Aim of the exercise: Below are some records. Write out exactly their lines from the one with "Get the bounding box for white" through the one with "e.g. 180;47;324;76", and leave the pictures behind.

Excerpted data:
━━━━━━━━━━━━━━━━━━━━━━━━━━━━━━

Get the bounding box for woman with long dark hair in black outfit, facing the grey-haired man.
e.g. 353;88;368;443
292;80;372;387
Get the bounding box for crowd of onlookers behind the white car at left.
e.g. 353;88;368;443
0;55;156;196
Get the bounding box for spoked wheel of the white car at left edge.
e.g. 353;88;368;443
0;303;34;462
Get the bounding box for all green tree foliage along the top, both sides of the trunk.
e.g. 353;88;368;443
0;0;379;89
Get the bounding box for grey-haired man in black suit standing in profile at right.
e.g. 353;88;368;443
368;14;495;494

━━━━━━━━━━━━━━━━━━━━━━━━━━━━━━

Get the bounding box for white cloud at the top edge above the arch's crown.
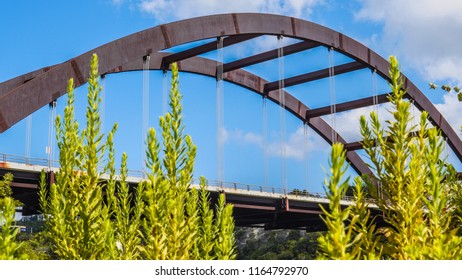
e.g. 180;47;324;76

━━━━━━━━━━━━━━━━━━━━━━━━━━━━━━

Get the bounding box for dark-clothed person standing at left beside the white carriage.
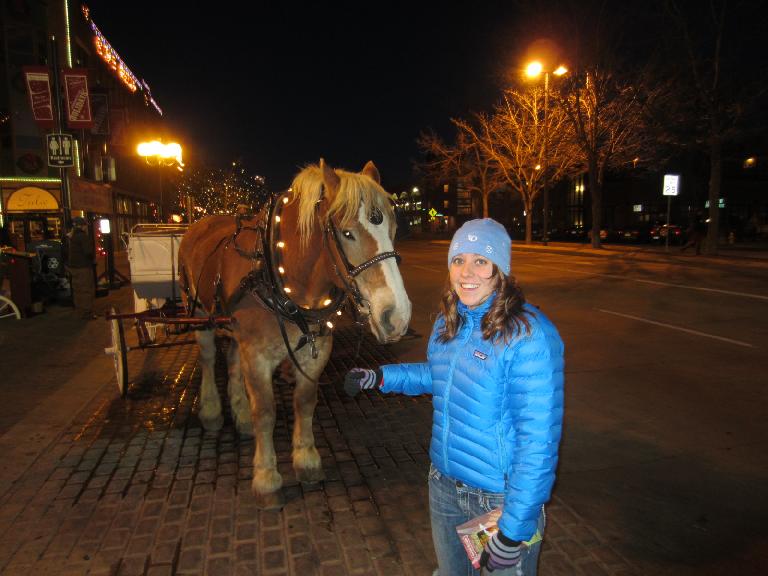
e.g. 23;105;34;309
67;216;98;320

━━━━━━━━━━━━━━━━━━━━━━━━━━━━━━

Problem solution:
Get the bounding box for white cloud at the top edge above the arch's crown.
e.g. 180;47;324;76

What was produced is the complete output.